__WHAT THE TASK ASKS__
Render the records below, from the line containing "Every instance of the striped" through the end of the records, as a two-column CSV with the headers "text" and "answer". Give one row per record, with each value in a single quoted field and any line breaks replaced by spaces.

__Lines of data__
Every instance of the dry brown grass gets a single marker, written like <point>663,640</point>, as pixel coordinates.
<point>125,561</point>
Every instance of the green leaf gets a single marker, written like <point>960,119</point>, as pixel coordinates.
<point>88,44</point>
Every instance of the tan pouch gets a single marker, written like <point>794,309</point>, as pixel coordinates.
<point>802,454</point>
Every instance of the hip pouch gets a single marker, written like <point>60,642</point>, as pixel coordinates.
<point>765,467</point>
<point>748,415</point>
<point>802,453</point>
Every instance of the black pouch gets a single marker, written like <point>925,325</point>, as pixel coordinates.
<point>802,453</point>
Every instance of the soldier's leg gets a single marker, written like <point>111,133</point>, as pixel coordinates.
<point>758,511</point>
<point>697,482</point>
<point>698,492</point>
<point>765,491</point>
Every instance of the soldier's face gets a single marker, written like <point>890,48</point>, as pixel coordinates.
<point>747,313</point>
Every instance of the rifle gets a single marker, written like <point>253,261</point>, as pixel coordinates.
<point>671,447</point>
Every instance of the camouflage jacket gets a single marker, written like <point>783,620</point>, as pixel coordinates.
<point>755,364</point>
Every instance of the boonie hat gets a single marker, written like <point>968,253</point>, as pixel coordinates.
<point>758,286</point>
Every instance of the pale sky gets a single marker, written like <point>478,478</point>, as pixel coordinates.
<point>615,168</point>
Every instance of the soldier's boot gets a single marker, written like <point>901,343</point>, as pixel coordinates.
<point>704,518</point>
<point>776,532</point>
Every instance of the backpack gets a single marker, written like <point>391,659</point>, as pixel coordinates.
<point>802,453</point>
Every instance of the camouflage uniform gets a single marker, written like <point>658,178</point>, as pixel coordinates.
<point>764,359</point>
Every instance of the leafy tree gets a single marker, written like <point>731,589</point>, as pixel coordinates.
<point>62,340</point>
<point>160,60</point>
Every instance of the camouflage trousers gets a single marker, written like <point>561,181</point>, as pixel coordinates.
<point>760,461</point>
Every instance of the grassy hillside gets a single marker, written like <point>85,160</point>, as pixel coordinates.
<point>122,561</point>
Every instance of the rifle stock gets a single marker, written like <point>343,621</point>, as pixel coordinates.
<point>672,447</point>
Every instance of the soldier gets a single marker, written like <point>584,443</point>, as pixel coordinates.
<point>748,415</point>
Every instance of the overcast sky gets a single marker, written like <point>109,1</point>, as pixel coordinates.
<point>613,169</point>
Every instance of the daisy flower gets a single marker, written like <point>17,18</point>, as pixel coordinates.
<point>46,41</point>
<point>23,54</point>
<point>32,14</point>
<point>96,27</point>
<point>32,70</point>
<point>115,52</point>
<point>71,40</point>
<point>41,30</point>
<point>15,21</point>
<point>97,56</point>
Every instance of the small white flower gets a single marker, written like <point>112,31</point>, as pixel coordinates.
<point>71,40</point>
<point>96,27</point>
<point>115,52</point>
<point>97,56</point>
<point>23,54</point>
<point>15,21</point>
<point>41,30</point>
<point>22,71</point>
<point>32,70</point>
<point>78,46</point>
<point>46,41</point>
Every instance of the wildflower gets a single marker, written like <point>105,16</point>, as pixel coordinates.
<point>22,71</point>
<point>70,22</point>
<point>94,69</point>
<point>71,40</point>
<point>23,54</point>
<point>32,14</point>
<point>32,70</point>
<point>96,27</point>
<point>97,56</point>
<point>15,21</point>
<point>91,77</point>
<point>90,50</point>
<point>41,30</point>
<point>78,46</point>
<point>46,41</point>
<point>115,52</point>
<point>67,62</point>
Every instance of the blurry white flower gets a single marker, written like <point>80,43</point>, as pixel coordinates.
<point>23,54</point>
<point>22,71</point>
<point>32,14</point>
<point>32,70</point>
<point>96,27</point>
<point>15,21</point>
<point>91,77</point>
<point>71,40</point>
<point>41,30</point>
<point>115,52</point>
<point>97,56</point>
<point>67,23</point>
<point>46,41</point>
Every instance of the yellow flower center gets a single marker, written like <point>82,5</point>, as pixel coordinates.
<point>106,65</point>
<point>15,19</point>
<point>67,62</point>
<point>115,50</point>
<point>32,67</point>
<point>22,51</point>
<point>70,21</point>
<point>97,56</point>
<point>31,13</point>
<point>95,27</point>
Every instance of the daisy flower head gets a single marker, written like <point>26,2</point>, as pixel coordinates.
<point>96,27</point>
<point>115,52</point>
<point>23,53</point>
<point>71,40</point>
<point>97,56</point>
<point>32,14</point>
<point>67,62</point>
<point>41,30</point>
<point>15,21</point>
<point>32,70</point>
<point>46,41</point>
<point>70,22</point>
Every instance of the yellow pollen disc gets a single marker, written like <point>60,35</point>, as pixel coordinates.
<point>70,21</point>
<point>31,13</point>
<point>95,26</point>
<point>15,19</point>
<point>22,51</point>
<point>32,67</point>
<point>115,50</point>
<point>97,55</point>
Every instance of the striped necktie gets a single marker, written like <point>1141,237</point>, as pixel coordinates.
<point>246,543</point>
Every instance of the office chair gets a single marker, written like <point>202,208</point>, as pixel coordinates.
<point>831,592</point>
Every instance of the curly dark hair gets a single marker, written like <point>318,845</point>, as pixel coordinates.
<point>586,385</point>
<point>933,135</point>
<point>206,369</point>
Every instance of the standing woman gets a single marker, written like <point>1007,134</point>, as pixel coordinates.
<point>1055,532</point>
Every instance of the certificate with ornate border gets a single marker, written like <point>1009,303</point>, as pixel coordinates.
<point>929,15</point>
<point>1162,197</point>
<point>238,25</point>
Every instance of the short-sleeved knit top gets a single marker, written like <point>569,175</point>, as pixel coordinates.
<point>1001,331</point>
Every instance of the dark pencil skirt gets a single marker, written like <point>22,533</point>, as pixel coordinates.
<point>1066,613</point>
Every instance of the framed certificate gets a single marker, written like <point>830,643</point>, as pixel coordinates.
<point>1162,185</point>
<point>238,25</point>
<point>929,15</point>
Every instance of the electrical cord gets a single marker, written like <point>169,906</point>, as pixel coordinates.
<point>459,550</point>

__RESPONSE__
text,answer
"Every instance of the striped necktie gets a single marker, written like <point>1141,237</point>, as pixel coordinates.","<point>246,543</point>"
"Every instance of the office chair gets a single marker, written like <point>202,208</point>, as pixel coordinates.","<point>831,592</point>"
"Every instance of the curly dark hair gets a single marker, written like <point>318,845</point>, as pixel coordinates.","<point>586,385</point> <point>933,135</point> <point>206,369</point>"
"Every instance of the standing woman gets a single marker, written like <point>1007,134</point>, as pixel coordinates.","<point>1055,532</point>"
"Every instance of the certificate with ornate border gets a single marker, written like <point>1009,303</point>, as pixel coordinates.","<point>929,15</point> <point>1162,197</point> <point>238,25</point>"
"Every instance of the short-sleeved knit top gets a single marker, written like <point>569,175</point>, as pixel coordinates.","<point>1001,331</point>"
"Every instance of the dark pencil skirt gets a single marker, written like <point>22,533</point>, as pixel coordinates.","<point>1066,613</point>"
"Every instance of the framed certificate gets a single marker, written like <point>830,643</point>, as pixel coordinates.","<point>1162,185</point> <point>238,25</point> <point>929,15</point>"
"Every instance of the electrical cord gets a single marker, written like <point>169,906</point>, as pixel coordinates.","<point>459,550</point>"